**Problem description**
Take the entries that follow and return exactly the lines from the one holding "Within each <instance>" through the one holding "negative clicks: (36, 39)", both included. Nothing else is needed.

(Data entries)
※ ※ ※
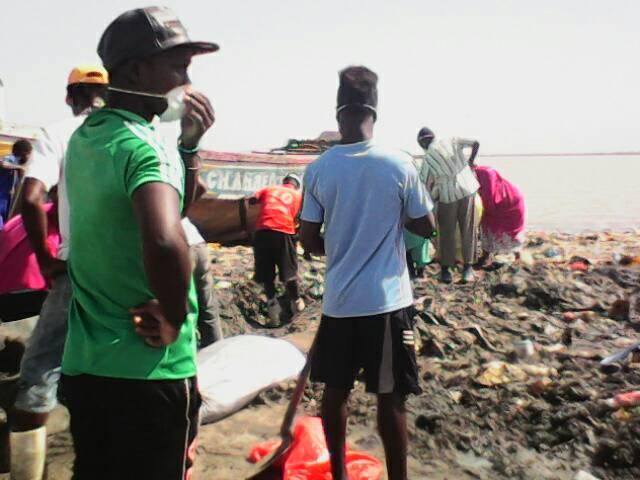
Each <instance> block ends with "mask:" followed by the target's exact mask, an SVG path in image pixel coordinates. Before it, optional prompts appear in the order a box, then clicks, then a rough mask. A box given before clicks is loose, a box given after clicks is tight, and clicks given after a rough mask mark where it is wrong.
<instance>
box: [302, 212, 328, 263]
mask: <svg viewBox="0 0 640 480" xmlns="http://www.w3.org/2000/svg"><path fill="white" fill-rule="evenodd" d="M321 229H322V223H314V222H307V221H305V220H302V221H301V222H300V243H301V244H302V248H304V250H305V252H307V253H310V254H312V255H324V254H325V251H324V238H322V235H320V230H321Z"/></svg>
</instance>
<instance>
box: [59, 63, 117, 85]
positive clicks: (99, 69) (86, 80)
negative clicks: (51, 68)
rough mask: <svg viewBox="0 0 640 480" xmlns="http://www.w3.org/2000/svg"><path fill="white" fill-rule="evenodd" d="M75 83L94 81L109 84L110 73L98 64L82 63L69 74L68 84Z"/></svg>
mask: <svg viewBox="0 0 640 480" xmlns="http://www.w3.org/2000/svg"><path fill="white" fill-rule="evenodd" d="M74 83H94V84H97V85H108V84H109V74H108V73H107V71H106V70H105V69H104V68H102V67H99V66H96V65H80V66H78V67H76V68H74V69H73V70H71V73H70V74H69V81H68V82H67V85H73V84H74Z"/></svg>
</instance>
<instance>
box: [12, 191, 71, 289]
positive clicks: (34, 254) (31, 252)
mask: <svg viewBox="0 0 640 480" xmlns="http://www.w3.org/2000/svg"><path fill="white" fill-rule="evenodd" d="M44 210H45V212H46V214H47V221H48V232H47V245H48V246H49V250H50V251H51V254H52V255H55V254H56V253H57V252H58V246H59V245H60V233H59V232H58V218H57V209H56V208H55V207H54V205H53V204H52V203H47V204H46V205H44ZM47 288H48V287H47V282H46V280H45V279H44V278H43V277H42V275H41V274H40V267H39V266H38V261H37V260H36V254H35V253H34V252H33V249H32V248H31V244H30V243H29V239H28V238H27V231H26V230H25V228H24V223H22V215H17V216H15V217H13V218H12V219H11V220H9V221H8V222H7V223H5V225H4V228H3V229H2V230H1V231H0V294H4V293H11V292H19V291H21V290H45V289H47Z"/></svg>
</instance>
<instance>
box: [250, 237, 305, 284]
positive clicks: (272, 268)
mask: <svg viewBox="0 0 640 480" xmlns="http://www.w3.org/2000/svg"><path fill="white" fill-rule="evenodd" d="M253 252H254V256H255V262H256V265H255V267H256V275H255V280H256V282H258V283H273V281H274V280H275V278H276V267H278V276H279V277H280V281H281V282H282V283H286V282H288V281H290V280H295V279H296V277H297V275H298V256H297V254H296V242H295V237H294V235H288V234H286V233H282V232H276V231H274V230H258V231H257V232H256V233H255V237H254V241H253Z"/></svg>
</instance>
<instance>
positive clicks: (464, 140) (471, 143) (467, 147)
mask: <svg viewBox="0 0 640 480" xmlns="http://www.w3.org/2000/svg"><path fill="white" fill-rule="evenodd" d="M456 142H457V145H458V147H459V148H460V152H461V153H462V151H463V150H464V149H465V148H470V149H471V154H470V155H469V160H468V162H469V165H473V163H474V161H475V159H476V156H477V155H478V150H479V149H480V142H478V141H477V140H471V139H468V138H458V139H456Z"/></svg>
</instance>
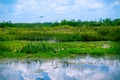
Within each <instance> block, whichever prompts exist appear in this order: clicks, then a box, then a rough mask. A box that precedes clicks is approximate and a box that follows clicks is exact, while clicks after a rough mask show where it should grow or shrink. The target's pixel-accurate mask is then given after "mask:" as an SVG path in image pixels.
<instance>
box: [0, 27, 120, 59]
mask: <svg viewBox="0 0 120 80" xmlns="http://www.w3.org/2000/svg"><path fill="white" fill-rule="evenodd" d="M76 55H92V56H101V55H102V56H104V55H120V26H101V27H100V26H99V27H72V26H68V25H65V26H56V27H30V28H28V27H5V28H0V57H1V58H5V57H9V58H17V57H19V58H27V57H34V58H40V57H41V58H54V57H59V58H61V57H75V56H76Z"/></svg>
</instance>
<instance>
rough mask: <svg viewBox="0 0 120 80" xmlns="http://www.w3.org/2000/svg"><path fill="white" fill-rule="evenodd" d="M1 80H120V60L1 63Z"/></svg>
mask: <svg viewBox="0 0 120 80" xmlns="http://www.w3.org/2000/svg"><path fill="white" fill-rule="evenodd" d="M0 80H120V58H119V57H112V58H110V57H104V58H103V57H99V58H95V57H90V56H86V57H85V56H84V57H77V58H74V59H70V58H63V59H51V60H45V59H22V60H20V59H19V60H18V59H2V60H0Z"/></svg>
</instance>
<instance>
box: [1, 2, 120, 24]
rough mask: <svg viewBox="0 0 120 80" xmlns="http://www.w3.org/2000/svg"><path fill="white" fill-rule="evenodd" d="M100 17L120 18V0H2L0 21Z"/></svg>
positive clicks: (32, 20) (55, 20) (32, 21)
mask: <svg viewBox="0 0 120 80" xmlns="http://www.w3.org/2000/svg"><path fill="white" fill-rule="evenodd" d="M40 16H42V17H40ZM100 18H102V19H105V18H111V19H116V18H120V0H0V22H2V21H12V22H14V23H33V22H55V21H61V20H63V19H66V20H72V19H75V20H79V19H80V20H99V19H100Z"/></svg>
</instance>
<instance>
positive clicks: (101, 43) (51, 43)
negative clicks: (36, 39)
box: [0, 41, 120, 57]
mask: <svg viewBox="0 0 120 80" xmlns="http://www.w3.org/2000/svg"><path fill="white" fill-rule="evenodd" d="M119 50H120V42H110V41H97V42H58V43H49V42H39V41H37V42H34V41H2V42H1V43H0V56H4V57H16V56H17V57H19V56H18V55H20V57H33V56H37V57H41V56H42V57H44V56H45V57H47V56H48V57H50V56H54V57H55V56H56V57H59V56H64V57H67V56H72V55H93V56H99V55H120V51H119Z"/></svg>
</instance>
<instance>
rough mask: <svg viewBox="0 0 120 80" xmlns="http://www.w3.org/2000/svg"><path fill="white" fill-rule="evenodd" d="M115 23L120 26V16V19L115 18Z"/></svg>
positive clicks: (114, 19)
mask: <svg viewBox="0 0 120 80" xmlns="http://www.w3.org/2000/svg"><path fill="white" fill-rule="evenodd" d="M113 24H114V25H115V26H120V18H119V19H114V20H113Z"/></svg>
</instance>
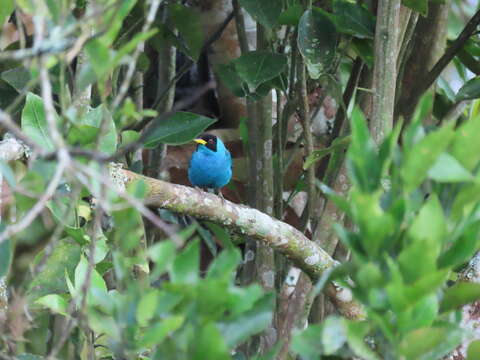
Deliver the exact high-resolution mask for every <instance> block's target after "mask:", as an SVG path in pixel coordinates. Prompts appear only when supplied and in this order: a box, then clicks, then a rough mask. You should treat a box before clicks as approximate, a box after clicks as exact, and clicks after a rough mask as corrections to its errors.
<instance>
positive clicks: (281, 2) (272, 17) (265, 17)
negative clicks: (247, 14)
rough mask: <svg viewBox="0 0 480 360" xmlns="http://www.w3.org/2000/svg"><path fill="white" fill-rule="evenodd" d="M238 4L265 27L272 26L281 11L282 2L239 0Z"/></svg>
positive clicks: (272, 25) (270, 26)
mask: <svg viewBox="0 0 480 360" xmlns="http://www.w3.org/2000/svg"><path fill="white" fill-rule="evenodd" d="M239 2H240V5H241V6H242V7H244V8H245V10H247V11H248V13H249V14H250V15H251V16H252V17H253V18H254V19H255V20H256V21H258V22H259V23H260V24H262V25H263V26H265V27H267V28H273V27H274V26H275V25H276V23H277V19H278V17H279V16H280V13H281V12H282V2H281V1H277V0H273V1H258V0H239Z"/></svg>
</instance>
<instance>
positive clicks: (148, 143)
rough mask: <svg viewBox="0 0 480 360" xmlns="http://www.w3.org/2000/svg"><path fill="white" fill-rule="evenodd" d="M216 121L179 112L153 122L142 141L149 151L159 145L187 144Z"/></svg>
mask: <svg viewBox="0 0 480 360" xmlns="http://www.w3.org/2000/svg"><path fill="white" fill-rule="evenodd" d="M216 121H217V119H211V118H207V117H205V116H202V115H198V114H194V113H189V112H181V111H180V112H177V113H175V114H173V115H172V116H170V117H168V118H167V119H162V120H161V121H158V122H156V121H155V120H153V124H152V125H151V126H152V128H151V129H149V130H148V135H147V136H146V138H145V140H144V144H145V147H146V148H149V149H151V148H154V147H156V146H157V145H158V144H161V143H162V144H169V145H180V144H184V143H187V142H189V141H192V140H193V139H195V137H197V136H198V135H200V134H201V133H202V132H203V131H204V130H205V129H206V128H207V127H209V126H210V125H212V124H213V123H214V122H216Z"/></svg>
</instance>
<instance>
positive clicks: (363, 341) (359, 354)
※ ※ ※
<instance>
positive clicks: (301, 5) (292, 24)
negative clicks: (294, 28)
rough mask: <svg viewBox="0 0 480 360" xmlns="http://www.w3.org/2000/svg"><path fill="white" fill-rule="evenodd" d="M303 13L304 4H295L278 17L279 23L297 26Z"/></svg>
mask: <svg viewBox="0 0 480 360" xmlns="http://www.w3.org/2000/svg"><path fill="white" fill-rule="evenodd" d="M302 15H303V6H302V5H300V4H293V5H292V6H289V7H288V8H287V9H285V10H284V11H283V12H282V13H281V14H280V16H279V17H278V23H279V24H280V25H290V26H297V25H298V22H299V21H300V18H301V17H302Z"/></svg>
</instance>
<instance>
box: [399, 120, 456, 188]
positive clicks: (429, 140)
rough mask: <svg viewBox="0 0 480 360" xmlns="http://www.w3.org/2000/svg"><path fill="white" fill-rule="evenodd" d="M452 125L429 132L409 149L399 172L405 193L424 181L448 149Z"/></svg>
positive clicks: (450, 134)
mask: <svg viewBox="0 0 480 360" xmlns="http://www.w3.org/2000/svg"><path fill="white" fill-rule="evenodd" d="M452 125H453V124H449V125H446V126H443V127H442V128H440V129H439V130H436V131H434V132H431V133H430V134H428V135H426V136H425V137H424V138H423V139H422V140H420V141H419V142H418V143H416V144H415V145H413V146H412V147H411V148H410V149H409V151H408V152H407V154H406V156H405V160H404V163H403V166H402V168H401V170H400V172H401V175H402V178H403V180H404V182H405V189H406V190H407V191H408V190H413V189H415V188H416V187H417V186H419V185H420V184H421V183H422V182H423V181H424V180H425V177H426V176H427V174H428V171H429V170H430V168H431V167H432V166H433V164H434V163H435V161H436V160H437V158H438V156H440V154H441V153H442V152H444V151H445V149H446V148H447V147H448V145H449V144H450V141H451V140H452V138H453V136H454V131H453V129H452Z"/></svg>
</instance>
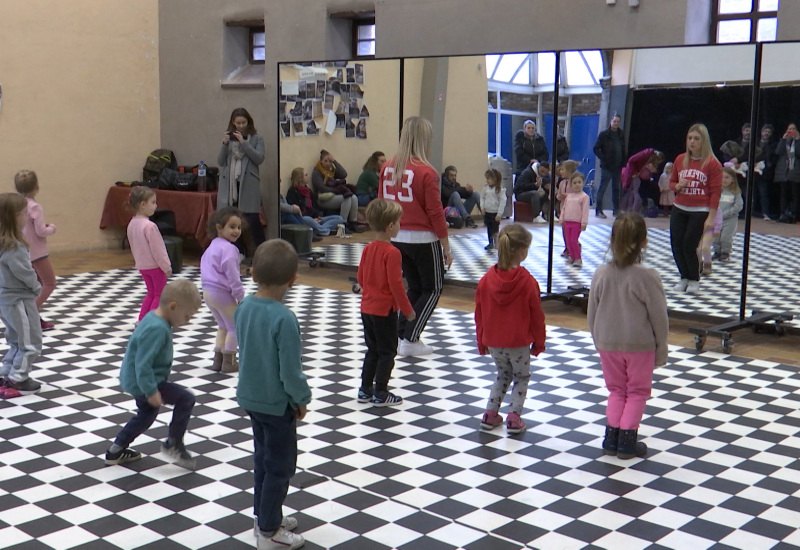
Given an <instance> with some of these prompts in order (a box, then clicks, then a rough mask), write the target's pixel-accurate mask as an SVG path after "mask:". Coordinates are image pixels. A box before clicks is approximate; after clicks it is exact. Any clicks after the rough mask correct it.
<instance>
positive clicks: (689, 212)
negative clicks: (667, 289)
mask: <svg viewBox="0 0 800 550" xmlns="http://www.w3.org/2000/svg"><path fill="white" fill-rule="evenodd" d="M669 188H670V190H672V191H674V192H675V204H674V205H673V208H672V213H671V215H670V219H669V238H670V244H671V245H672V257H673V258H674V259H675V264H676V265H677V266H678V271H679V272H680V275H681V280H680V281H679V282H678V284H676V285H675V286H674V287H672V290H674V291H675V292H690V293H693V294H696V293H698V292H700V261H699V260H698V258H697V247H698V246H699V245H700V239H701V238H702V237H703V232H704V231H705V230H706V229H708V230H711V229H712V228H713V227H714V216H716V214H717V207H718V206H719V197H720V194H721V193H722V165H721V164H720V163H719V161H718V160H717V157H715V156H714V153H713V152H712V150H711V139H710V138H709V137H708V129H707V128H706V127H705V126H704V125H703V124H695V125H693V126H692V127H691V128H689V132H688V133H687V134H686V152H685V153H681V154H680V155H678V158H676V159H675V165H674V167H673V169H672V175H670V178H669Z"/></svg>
※ ※ ※
**Task result**
Within each <instance> block, whichever prompts exist appear in this order: clicks, then a box, then a rough mask. A box that precedes clicks is approximate and a box that follows clicks is exact, while clicks after a rough mask show where it should grow or shrink. The target's pixel-accurate mask is then given after "mask:" as an SVG path in image pixels.
<instance>
box: [0, 27, 120, 59]
mask: <svg viewBox="0 0 120 80" xmlns="http://www.w3.org/2000/svg"><path fill="white" fill-rule="evenodd" d="M76 55H92V56H101V55H102V56H104V55H120V26H101V27H100V26H99V27H72V26H68V25H65V26H56V27H30V28H28V27H5V28H0V57H1V58H5V57H9V58H17V57H19V58H27V57H34V58H40V57H41V58H54V57H59V58H61V57H75V56H76Z"/></svg>
</instance>
<instance>
rough mask: <svg viewBox="0 0 120 80" xmlns="http://www.w3.org/2000/svg"><path fill="white" fill-rule="evenodd" d="M1 80H120V60L1 63Z"/></svg>
mask: <svg viewBox="0 0 120 80" xmlns="http://www.w3.org/2000/svg"><path fill="white" fill-rule="evenodd" d="M0 80H120V58H119V57H112V58H110V57H104V58H103V57H99V58H95V57H90V56H86V57H85V56H84V57H77V58H74V59H70V58H63V59H51V60H45V59H22V60H20V59H19V60H18V59H2V60H0Z"/></svg>
</instance>
<instance>
box: [1, 2, 120, 24]
rough mask: <svg viewBox="0 0 120 80" xmlns="http://www.w3.org/2000/svg"><path fill="white" fill-rule="evenodd" d="M100 17L120 18V0H2L0 21Z"/></svg>
positive clicks: (32, 20) (55, 20) (32, 21)
mask: <svg viewBox="0 0 120 80" xmlns="http://www.w3.org/2000/svg"><path fill="white" fill-rule="evenodd" d="M40 16H42V17H40ZM100 18H102V19H105V18H111V19H116V18H120V0H0V22H2V21H12V22H14V23H33V22H55V21H61V20H63V19H66V20H72V19H75V20H79V19H80V20H99V19H100Z"/></svg>
</instance>
<instance>
positive clicks: (101, 43) (51, 43)
negative clicks: (36, 39)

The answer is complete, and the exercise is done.